**Objective 1**
In the blog post below on compulsion in capitalist society, list each action the sentence ending the village scenario says the doctor performs.

Saturday, May 25, 2013

Compulsion in capitalist society

Socialism gets a lot of flack because things like universal healthcare would be compulsory, but what about capitalist society?

In socialist society, people can vote on what things they want to be compulsory, but in capitalism, the supposed realm of freedom, you have no choice.

Compulsion in capitalism comes from the threat of being reduced to destitution if you don't tow the line. People have complete freedom to believe, think, and act in any way they want. Employers also have the right not to hire those folks. If you want to eat, to have shelter, to have clothes, it helps to act in ways that are consonant with what businesses want. That's quite an incentive. Businesses as a whole can reduce people to nothing, but the same thing cannot be said about people, unless they organize. There's a structural inequality and power relationship between business and employees that defeats the supposed freedom and introduces compulsion into the mix.

Folks sometimes talk about people being free agents, about the ability of workers to independently bargain with employers to get a truly just deal, but in practice that only really applies to people who have particular skills that are valuable enough that they can use them in that way. For a great many people, this isn't realistic, because the skills they have are fairly replaceable, everything being said and done, and there are plenty of other folks waiting at the door if the deal  presented isn't acceptable.

Compulsion in capitalist society is a reality. A certain kind of compulsion is present in socialist society, but the difference is that instead of hiding behind an illusion of absolute freedom, socialism presents what's happening outright, and lets people democratically decide whether they want it or not.

 

Also, government healthcare in a nutshell, without abstractions, a hypothetical situation

We have our village again. People get sick, no one really knows how to treat them. So, the people of the village call a meeting. They say they know of a doctor who makes a circuit around the area who will come once a month, or every two months, provided they give him a place to stay and compensation. The people agree that this is a good thing, one person figures out where the doctor can stay, and they take up a collection to pay for his services. The doctor comes, stays, treats people, gets compensated.

Government health care.

**Objective 2**
Locate every line of the listing that contains the word "porch", treating uppercase and lowercase as different, and copy those lines.

**Data for the task**
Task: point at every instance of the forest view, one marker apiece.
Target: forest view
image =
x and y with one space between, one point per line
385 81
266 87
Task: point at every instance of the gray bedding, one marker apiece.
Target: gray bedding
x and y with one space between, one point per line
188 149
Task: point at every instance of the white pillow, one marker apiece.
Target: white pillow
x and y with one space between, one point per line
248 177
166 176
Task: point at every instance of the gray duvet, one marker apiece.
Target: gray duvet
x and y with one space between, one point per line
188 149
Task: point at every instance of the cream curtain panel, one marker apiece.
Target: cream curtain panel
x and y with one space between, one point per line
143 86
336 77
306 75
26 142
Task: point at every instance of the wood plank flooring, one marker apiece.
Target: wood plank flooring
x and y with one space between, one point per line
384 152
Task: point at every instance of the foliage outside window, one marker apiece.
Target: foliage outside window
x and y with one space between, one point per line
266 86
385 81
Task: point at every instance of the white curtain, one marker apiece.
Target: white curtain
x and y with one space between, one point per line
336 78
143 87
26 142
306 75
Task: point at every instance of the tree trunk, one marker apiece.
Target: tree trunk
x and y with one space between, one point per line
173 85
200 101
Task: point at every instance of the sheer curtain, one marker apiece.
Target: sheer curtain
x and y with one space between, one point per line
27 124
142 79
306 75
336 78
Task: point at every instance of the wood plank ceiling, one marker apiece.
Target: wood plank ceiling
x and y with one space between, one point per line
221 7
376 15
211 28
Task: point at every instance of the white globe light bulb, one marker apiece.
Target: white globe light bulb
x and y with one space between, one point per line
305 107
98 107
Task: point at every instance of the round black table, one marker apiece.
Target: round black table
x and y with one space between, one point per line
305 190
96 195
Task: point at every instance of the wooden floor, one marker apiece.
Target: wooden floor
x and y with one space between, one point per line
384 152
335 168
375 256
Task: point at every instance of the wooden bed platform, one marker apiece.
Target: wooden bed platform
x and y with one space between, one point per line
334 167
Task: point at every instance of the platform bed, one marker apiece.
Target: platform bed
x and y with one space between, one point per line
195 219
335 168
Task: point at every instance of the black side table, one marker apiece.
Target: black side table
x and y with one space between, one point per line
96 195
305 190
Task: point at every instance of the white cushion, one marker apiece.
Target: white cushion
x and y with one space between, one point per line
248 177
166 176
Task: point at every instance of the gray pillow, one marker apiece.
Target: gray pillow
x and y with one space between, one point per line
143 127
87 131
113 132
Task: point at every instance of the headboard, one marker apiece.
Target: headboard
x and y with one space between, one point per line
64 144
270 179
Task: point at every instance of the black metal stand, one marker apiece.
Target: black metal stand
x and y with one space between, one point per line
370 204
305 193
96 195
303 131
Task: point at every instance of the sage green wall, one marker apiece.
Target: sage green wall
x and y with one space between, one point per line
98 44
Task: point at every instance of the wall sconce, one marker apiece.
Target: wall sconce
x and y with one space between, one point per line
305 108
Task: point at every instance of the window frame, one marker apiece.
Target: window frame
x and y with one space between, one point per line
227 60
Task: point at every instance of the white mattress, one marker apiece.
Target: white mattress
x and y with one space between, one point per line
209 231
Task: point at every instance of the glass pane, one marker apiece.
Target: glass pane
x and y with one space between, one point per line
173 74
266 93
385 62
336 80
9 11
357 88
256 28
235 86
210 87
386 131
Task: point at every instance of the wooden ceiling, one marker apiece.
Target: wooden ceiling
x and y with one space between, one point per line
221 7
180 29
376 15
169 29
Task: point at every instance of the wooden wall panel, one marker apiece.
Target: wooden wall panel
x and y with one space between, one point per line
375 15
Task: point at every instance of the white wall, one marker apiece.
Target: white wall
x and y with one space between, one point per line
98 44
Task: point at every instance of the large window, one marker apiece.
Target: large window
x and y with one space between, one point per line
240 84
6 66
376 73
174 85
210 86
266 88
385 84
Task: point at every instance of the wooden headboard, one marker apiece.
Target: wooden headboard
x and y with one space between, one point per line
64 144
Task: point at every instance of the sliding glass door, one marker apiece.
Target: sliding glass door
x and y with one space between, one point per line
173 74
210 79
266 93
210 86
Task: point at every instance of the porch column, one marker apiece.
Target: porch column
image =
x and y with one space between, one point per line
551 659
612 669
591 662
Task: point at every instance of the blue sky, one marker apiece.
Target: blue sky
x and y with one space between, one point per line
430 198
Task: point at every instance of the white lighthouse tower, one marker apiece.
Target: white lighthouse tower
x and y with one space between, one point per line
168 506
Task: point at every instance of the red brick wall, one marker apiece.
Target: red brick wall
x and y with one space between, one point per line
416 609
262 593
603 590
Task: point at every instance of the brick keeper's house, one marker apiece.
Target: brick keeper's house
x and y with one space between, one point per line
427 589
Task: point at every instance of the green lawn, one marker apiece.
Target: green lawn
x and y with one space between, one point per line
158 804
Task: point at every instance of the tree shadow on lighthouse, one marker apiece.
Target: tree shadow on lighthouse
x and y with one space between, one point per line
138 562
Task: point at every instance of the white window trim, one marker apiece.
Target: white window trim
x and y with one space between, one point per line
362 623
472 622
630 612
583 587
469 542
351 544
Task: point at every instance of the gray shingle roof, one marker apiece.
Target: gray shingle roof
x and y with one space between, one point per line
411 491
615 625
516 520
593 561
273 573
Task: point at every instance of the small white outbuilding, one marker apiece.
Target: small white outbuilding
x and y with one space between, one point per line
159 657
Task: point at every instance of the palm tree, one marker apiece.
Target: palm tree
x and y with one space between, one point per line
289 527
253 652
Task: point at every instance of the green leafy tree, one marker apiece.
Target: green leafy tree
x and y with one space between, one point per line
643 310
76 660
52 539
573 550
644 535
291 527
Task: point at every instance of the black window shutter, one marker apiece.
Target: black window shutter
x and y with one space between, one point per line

**Solution 1**
- comes
- stays
- treats people
- gets compensated

**Solution 2**
Task: point at every instance of the porch column, one marker apiece.
Target: porch column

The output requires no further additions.